* **What needs to be done**
Take the line with "[pin] building roof -- one per line" as the first and the last line of the data as the end. Write out both and every line between exactly, except pictures.

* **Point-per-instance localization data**
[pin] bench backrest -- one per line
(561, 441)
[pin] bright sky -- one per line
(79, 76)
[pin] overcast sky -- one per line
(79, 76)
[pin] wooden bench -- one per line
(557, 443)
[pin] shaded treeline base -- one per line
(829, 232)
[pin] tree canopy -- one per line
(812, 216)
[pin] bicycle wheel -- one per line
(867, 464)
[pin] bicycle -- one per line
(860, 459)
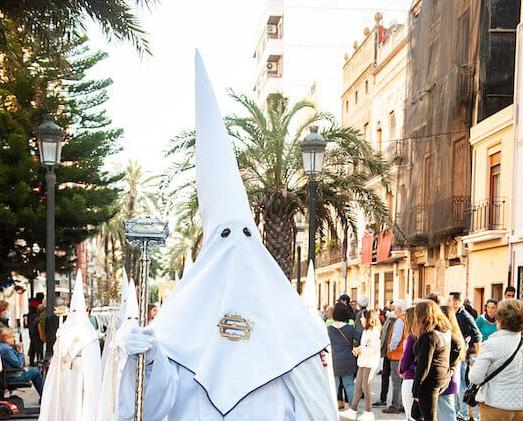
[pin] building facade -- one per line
(300, 49)
(487, 241)
(373, 102)
(516, 238)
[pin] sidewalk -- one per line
(30, 397)
(378, 412)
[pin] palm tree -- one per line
(268, 153)
(53, 22)
(137, 199)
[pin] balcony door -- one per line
(495, 203)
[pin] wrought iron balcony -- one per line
(488, 215)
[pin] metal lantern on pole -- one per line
(300, 229)
(312, 151)
(50, 137)
(144, 232)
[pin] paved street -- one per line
(378, 411)
(31, 399)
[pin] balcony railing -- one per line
(487, 215)
(438, 218)
(329, 256)
(421, 219)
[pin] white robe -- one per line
(116, 360)
(72, 385)
(172, 392)
(113, 370)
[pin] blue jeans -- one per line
(348, 384)
(31, 374)
(446, 409)
(461, 407)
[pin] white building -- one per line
(516, 239)
(301, 47)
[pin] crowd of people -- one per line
(42, 335)
(429, 354)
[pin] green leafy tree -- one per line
(31, 85)
(52, 23)
(268, 153)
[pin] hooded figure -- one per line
(72, 385)
(116, 360)
(251, 350)
(116, 320)
(311, 301)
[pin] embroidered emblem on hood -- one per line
(235, 327)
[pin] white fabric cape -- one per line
(311, 301)
(116, 319)
(233, 275)
(116, 360)
(73, 382)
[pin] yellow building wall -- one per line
(494, 134)
(487, 267)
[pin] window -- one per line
(403, 287)
(366, 131)
(379, 138)
(392, 126)
(497, 291)
(376, 290)
(495, 208)
(459, 178)
(389, 287)
(390, 203)
(479, 299)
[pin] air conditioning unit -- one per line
(272, 66)
(272, 29)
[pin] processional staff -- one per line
(144, 232)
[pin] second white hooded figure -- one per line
(234, 342)
(72, 386)
(116, 359)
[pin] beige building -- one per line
(373, 98)
(492, 142)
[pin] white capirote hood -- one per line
(123, 302)
(77, 330)
(235, 287)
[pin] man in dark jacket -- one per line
(473, 337)
(36, 346)
(390, 318)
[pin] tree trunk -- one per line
(278, 236)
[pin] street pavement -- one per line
(30, 398)
(378, 412)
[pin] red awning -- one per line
(385, 240)
(366, 248)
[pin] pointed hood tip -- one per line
(131, 310)
(221, 193)
(78, 298)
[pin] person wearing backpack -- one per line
(501, 397)
(344, 337)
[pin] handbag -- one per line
(469, 397)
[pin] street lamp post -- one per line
(313, 150)
(300, 228)
(50, 136)
(144, 232)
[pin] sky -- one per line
(152, 98)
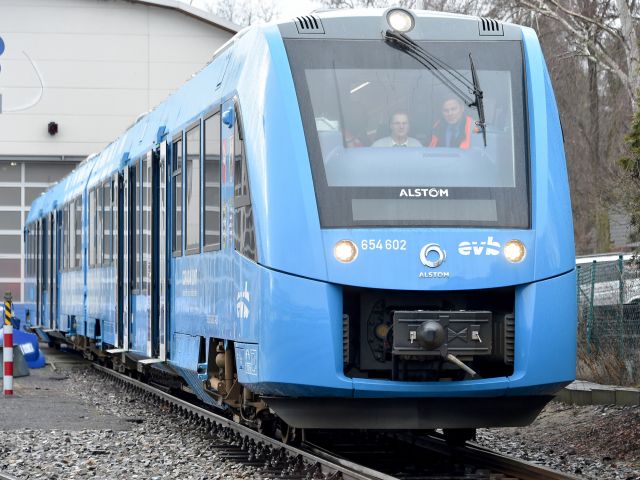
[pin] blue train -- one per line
(259, 240)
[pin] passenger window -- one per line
(92, 228)
(244, 231)
(146, 223)
(192, 184)
(99, 217)
(135, 227)
(71, 232)
(212, 182)
(176, 172)
(78, 229)
(106, 223)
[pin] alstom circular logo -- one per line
(432, 255)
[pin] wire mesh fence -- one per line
(609, 321)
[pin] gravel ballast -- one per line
(156, 443)
(593, 442)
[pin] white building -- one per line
(74, 74)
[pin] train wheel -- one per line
(456, 437)
(267, 425)
(289, 435)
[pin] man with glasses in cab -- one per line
(399, 137)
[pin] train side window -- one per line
(244, 231)
(211, 192)
(192, 193)
(146, 224)
(44, 255)
(176, 173)
(99, 218)
(106, 223)
(134, 253)
(92, 228)
(65, 238)
(77, 225)
(71, 210)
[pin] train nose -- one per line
(430, 335)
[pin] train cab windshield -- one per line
(392, 144)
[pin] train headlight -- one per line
(400, 20)
(345, 251)
(514, 251)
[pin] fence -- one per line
(609, 320)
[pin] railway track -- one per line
(348, 455)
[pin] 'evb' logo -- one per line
(490, 247)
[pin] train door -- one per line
(56, 227)
(44, 272)
(159, 252)
(124, 292)
(116, 253)
(38, 271)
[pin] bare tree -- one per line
(245, 12)
(594, 28)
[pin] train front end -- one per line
(445, 295)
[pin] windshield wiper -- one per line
(479, 104)
(449, 76)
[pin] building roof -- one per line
(192, 12)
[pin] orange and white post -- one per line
(7, 350)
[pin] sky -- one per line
(288, 8)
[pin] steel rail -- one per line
(6, 476)
(348, 470)
(331, 465)
(480, 455)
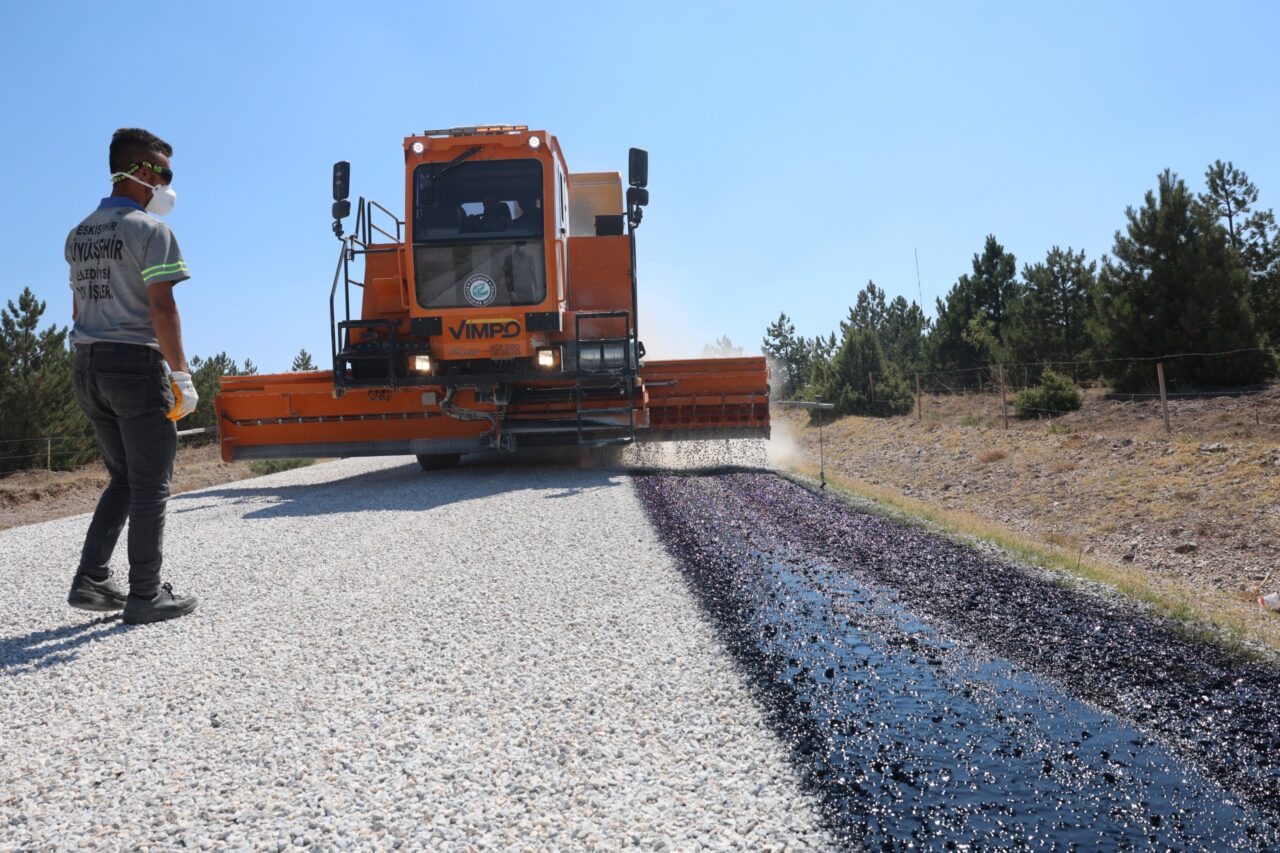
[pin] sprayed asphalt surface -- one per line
(935, 696)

* **Reply**
[pin] building roof -- one per line
(192, 12)
[pin] orange and white post -- one per line
(7, 350)
[pin] sky -- one per line
(288, 8)
[pin] steel rail -- one per line
(6, 476)
(348, 470)
(331, 465)
(480, 455)
[pin] sprayed asphalt surface -- one per line
(935, 696)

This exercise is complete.